WHAT THE TASK REQUIRES — Would you retype exactly the lines from the one holding "TARGET = hexagonal light fixture" through the last line of the listing, and only those, without pictures?

DATA FOR PROCESSING —

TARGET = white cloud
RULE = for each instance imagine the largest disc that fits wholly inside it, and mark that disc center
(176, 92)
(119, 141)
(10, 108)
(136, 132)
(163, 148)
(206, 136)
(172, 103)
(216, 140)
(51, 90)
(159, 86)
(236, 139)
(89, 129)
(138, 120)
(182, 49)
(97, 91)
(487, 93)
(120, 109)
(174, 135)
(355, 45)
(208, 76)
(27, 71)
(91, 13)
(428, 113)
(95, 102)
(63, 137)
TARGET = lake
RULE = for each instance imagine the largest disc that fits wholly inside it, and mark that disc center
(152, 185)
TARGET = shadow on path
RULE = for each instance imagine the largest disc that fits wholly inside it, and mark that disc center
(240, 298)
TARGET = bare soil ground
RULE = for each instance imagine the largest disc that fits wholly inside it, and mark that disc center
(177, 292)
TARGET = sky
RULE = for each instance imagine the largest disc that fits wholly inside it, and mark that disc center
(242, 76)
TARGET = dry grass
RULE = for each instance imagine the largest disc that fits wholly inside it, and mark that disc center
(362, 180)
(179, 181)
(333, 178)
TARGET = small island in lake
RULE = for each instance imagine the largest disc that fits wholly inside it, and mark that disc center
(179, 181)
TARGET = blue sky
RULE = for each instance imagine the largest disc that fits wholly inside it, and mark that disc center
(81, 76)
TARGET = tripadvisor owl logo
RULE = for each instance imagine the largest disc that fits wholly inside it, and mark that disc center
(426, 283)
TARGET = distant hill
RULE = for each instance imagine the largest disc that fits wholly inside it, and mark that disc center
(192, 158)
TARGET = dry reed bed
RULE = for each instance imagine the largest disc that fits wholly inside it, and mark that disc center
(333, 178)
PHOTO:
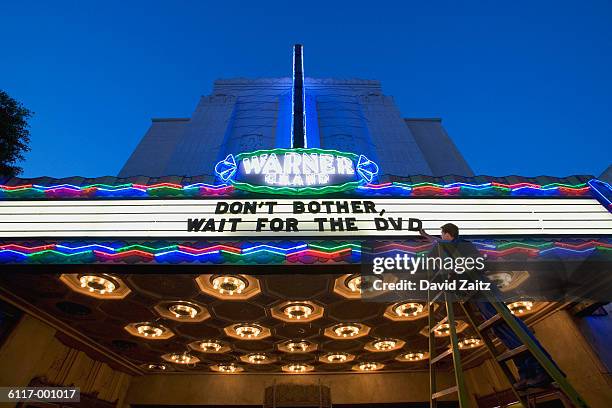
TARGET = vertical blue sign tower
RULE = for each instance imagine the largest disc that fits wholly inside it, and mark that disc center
(298, 100)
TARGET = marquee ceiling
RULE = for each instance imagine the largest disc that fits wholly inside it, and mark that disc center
(104, 320)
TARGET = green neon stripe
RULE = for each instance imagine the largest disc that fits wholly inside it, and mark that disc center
(334, 248)
(146, 248)
(241, 156)
(296, 190)
(515, 244)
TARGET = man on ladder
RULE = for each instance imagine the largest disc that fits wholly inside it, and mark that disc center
(535, 366)
(531, 373)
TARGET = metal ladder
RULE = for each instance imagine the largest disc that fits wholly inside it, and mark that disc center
(567, 393)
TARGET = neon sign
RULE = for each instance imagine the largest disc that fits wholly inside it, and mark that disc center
(296, 171)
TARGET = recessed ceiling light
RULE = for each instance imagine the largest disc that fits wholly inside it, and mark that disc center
(229, 368)
(384, 345)
(183, 310)
(369, 366)
(257, 358)
(354, 283)
(336, 357)
(416, 356)
(210, 346)
(298, 311)
(297, 368)
(150, 330)
(298, 346)
(98, 284)
(520, 308)
(229, 284)
(443, 329)
(408, 309)
(157, 367)
(247, 330)
(183, 358)
(469, 342)
(346, 330)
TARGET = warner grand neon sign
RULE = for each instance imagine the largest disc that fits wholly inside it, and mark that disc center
(296, 170)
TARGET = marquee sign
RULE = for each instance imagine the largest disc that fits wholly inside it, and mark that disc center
(296, 171)
(199, 219)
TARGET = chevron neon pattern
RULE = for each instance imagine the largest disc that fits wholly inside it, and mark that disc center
(269, 252)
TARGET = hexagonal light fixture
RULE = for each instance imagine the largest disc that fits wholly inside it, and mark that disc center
(297, 346)
(406, 311)
(99, 286)
(384, 345)
(368, 366)
(348, 286)
(149, 330)
(258, 358)
(229, 287)
(413, 356)
(470, 342)
(344, 331)
(297, 311)
(521, 308)
(227, 368)
(247, 331)
(181, 358)
(297, 368)
(508, 280)
(210, 346)
(336, 358)
(155, 367)
(182, 311)
(443, 329)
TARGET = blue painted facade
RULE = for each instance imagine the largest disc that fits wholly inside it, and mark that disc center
(250, 114)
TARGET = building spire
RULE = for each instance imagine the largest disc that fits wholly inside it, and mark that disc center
(298, 100)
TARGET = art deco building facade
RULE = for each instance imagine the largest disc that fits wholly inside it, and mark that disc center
(252, 114)
(224, 266)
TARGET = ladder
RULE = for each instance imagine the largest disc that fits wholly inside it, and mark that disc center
(504, 315)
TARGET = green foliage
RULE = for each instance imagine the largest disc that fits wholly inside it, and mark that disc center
(14, 134)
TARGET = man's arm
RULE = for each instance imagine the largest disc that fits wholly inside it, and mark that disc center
(428, 237)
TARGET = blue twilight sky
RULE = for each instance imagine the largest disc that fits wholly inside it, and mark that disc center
(523, 87)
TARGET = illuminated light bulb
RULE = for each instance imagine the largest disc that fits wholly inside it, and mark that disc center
(384, 345)
(500, 279)
(229, 284)
(247, 331)
(337, 357)
(160, 367)
(296, 368)
(346, 330)
(298, 346)
(298, 311)
(443, 329)
(408, 309)
(469, 342)
(228, 368)
(354, 283)
(210, 346)
(521, 307)
(182, 311)
(414, 356)
(149, 330)
(182, 358)
(97, 284)
(369, 366)
(257, 358)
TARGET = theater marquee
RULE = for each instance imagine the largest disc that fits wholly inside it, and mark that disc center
(296, 218)
(296, 171)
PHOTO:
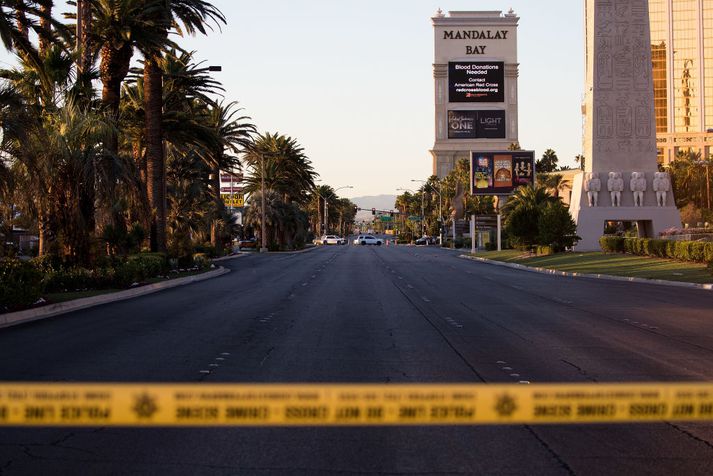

FINISHED TASK —
TARGET = hexagonal light fixture
RULE = for each instance imagine the largest disc that fits wholly inside it, and mark that disc center
(297, 346)
(406, 311)
(99, 286)
(384, 345)
(368, 366)
(348, 286)
(149, 330)
(258, 358)
(229, 287)
(413, 356)
(470, 342)
(344, 331)
(297, 311)
(521, 308)
(227, 368)
(247, 331)
(181, 358)
(297, 368)
(508, 280)
(210, 346)
(336, 358)
(155, 367)
(182, 311)
(443, 329)
TARGET = blue painted facade
RULE = for each instance imagine the largest disc that fits wholly inside it, and mark that disc center
(250, 114)
TARGET = building spire
RULE = for each instance imagine the largest disc that fits wholly inside it, and mark that disc center
(298, 100)
TARGET = art deco building facade
RULE = for each instance imagine the largest disc that fits wholly inside it, and mark that disc center
(252, 114)
(224, 266)
TARGET = ladder
RULE = for each instance imagine the largest disc that fits wholly inside it, and mark that disc center
(504, 315)
TARGET = green foliage
RULE = for each instance imagine the largest disc that fits wholly inside it, and mark that disc center
(14, 134)
TARGET = man's arm
RULE = for each instance imagine the largest disc that fits wholly inside it, and mark that disc center
(428, 237)
TARGET = blue twilight sky
RULE = for each instance imagine the largest disc that fits wholly inside it, and mark that disc center
(523, 87)
TARGET = illuminated light bulb
RULE = for each instance imagine the largest disc that fits wholly inside it, and mark that disc center
(384, 345)
(500, 279)
(229, 284)
(247, 331)
(337, 357)
(160, 367)
(296, 368)
(346, 330)
(298, 346)
(298, 311)
(443, 329)
(408, 309)
(469, 342)
(228, 368)
(354, 283)
(210, 346)
(521, 307)
(182, 311)
(414, 356)
(149, 330)
(182, 358)
(97, 284)
(369, 366)
(257, 358)
TARGET = theater marquee
RULE = for each instance imagine the largest disc that fits wholly inside it, and mark that disc center
(296, 218)
(296, 171)
PHOTO:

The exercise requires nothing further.